Pointing and labeling entries
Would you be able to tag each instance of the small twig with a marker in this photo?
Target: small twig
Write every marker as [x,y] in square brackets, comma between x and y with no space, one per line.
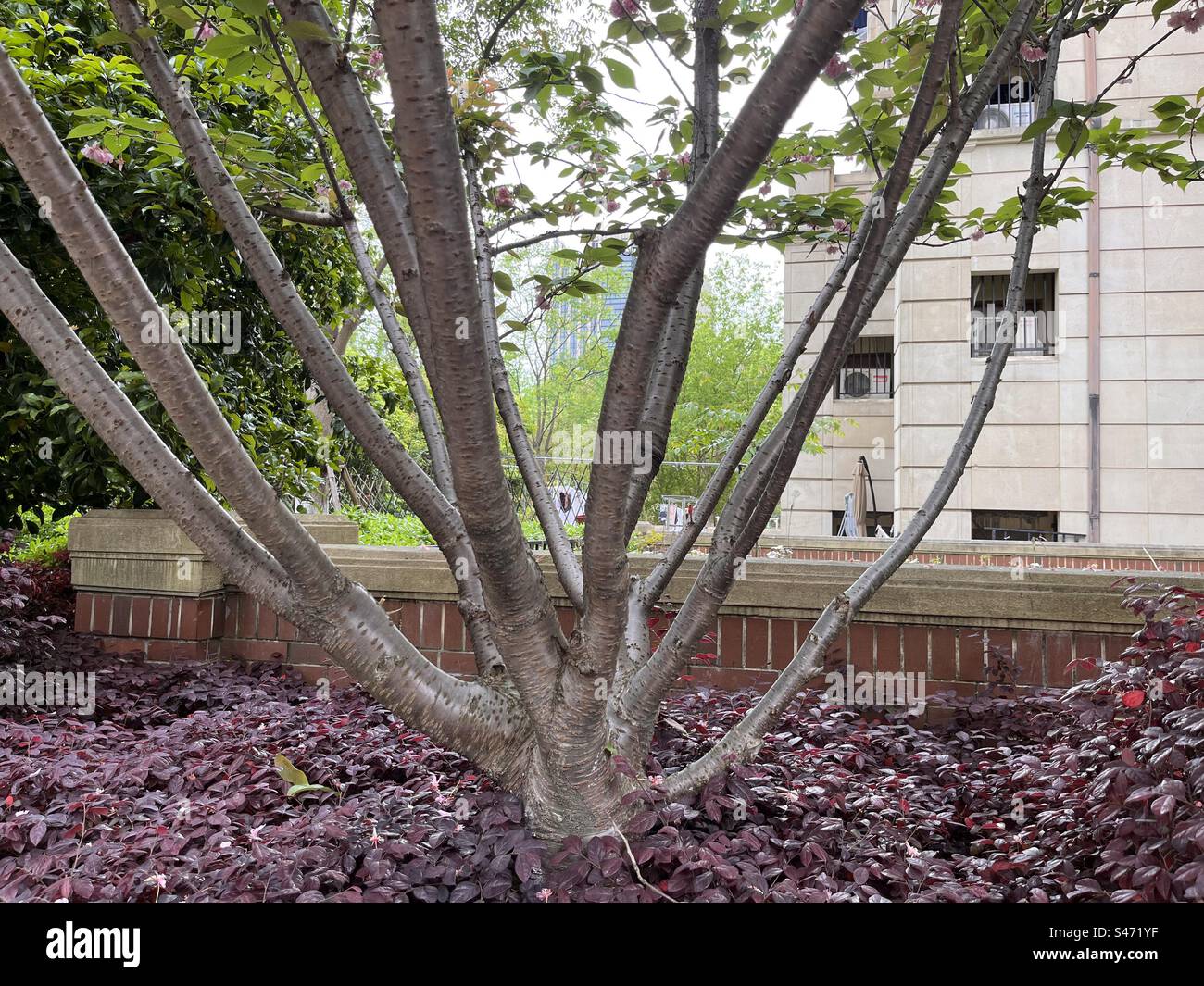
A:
[634,866]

### Stated goal
Rewrite the entries with every "small twig" replaced by "dry leaf" and everything else unchanged, leaving the pictures out of your answer.

### Complete response
Would you be able to tag each instance of the dry leaf with a marker in this photo?
Target: dry leaf
Write every marker as [x,y] in square brackets, comma between x and y with no space, one per line.
A:
[634,866]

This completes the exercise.